[START OF DOCUMENT SEGMENT]
● Lady Percy moves me - might she move you? CLICK TO FIND OUT
● Plus my novels, stories, verse, vulgar interests, apologies, and singing.
● Most posts are 300 words. I respond to all comments/re-comments.
● See Tone Deaf in New blogger.


Wednesday, 27 February 2013

Personal pleasure dome

Stopping, a tube train groans, squeals, hisses. London's inhuman voice is proof you're away from home.

In my teens I went there for solitary holidays, coming upon oddities. The umbrella shop with arboreal signage, a shaving brush big as a cauliflower in Jermyn Street, a dusty Charing Cross Road window with condoms and enema equipment, Zwemmers art books (What a name!), Lisle Street's war surplus electronics, prostitutes in Park Lane who knew I lacked the money and the recklessness, whole massive fish at Harrods food hall, El Pais and Neue Zürcher Zeitung on sale in Soho.

Walked miles on pavements where good-looking young women passed by, always frowning. Would have loved to... just talk. But I was scruffy and my hair schoolboy-cut.

Diversions. John Gielgud in Coward's Nude With Violin, Ralph Richardson in Graham Greene's The Complaisant Lover, Dorothy Tutin in I Am A Camera, Maria Schell breaking my heart in the movie Gervaise, continuous news and cartoons at a cinema on Oxford Street (name forgotten), Otto Klemperer conducting the Phil in LvB.

I ate unadventurously, always with a book. A dirty, inauthentic Chinese on Denmark Street, the centre of Tin Pan Alley which later became the pop industry. Steak and kidney pudding at Lyon's Corner House on The Strand.
[END OF DOCUMENT SEGMENT]
[START OF EXTRACTED ENTRIES]
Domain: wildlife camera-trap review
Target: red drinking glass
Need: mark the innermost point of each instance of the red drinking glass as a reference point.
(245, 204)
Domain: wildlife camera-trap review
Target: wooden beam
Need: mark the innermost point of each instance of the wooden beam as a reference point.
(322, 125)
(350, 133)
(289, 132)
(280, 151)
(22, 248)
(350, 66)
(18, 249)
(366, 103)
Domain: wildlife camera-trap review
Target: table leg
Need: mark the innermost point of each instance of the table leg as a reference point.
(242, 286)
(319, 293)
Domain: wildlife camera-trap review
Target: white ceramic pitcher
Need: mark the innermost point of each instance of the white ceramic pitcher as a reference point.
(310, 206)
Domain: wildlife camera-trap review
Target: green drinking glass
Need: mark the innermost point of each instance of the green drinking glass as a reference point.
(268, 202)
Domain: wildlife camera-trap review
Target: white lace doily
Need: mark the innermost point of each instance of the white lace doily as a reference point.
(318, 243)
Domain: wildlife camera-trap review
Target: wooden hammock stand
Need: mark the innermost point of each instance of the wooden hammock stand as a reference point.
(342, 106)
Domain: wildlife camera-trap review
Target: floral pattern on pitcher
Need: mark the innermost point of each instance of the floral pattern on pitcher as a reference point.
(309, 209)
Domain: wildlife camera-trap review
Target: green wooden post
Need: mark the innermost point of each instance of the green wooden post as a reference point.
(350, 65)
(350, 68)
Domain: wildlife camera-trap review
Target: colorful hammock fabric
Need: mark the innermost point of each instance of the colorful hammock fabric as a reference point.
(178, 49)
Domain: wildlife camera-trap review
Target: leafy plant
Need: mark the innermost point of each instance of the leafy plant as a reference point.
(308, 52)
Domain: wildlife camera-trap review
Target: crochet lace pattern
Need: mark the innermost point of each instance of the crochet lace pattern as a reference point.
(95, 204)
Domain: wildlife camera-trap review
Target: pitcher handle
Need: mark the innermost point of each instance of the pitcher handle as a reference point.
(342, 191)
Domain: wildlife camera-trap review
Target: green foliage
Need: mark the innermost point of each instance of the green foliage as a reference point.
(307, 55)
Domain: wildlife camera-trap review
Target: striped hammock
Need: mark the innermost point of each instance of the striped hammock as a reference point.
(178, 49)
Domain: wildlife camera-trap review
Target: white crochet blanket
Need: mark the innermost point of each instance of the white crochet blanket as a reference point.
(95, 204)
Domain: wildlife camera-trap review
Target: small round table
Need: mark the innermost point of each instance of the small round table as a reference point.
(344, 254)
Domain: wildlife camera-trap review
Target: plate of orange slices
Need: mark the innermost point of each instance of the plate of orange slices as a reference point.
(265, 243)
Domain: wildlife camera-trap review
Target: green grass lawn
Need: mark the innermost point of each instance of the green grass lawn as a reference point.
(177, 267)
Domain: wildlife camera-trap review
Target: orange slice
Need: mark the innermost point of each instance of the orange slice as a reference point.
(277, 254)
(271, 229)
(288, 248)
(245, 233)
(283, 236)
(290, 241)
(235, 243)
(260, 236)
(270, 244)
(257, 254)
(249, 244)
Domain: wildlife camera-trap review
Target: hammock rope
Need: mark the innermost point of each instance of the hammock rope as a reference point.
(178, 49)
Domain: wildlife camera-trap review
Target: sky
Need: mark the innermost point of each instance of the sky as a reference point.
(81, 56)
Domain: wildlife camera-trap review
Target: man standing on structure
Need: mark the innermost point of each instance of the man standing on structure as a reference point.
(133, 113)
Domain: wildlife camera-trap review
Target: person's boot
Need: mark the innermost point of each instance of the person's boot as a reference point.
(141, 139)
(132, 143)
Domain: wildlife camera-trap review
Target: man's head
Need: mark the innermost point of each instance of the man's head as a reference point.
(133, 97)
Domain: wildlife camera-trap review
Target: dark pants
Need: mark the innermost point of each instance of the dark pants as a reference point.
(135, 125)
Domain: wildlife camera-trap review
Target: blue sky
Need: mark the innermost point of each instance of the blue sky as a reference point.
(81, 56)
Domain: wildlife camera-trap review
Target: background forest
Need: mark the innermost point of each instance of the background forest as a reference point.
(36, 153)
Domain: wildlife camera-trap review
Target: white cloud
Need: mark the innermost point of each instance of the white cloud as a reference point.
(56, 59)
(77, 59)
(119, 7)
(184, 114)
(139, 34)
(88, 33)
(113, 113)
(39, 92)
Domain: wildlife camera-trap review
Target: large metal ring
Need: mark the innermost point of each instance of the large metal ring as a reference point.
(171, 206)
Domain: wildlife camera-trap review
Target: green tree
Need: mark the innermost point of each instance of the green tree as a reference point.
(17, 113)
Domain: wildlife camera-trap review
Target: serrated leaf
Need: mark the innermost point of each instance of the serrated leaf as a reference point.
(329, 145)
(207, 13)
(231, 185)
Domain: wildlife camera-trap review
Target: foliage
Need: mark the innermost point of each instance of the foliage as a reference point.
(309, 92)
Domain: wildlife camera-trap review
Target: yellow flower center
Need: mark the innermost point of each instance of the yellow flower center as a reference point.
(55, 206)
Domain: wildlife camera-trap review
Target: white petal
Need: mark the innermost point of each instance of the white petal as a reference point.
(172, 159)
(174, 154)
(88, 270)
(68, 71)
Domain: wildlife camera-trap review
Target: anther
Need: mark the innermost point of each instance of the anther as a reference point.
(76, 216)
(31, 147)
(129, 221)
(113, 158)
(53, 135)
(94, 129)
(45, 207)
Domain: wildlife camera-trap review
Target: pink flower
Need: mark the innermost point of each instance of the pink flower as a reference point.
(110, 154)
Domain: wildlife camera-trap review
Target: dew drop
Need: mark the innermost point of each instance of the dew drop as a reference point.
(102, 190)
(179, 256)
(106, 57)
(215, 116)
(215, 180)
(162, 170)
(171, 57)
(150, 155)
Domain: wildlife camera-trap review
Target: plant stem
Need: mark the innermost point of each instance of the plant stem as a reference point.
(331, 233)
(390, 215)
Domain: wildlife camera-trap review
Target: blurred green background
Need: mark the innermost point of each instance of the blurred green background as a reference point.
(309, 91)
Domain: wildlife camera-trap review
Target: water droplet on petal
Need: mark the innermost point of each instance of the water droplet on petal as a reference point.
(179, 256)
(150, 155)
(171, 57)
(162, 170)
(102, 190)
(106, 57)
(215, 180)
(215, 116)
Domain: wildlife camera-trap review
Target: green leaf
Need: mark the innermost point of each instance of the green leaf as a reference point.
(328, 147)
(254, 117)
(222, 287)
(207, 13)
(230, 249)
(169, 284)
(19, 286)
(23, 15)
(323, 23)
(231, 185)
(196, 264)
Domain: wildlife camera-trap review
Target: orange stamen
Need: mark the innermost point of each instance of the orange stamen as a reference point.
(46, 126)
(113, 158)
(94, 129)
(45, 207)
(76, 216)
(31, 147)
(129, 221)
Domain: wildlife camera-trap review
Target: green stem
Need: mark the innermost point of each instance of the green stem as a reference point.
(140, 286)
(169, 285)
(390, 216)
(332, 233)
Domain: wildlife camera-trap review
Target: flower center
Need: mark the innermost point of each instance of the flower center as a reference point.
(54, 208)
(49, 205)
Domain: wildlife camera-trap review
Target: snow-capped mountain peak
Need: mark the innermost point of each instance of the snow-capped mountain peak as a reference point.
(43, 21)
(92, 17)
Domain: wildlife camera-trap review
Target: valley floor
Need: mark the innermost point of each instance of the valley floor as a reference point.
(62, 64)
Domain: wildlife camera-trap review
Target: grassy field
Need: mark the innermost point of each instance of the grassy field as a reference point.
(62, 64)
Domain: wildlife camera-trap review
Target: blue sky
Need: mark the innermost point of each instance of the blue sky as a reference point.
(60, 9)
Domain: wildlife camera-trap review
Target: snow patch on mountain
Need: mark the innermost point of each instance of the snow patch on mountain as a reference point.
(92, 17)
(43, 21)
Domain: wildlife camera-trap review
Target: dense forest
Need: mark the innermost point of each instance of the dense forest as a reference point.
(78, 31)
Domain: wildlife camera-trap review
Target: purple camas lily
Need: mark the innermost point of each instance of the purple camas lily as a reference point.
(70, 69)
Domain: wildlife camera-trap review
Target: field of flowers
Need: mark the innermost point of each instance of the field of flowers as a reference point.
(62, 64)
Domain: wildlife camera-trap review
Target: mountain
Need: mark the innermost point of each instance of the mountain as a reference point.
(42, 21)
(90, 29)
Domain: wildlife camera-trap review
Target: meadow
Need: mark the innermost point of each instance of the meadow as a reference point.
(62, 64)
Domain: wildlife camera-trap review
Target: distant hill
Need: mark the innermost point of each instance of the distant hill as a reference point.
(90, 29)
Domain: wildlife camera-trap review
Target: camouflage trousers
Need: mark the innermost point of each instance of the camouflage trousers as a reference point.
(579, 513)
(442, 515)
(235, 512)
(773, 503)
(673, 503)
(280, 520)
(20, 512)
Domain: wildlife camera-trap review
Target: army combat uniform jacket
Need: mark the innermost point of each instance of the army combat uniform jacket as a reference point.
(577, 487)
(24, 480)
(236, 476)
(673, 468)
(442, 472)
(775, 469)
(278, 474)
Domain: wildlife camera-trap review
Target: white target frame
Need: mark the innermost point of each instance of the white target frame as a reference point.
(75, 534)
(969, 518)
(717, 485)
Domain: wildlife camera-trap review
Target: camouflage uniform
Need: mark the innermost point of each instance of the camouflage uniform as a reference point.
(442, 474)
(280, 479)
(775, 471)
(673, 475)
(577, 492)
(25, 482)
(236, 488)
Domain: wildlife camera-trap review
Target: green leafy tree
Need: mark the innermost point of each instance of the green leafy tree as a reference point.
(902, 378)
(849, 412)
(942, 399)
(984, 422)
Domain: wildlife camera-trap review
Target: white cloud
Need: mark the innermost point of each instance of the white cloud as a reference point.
[END OF EXTRACTED ENTRIES]
■ WRITTEN TASKS
A. Reproduce everything in the blog post about London from "Personal pleasure dome" down to "my hair schoolboy-cut.".
B. Using the blog post about London, say whether each statement agrees with it, answering yes or no and quoting the words that decide it: (i) A shaving brush the size of a cauliflower was seen in Jermyn Street. (ii) The steak and kidney pudding was eaten at Lyon's Corner House on Oxford Street. (iii) Most posts on the blog run to 500 words.

■ ANSWERS FOR THIS EXERCISE
A.
Personal pleasure dome

Stopping, a tube train groans, squeals, hisses. London's inhuman voice is proof you're away from home.

In my teens I went there for solitary holidays, coming upon oddities. The umbrella shop with arboreal signage, a shaving brush big as a cauliflower in Jermyn Street, a dusty Charing Cross Road window with condoms and enema equipment, Zwemmers art books (What a name!), Lisle Street's war surplus electronics, prostitutes in Park Lane who knew I lacked the money and the recklessness, whole massive fish at Harrods food hall, El Pais and Neue Zürcher Zeitung on sale in Soho.

Walked miles on pavements where good-looking young women passed by, always frowning. Would have loved to... just talk. But I was scruffy and my hair schoolboy-cut.

B.
(i) Yes: "a shaving brush big as a cauliflower in Jermyn Street"
(ii) No: "Steak and kidney pudding at Lyon's Corner House on The Strand."
(iii) No: "Most posts are 300 words."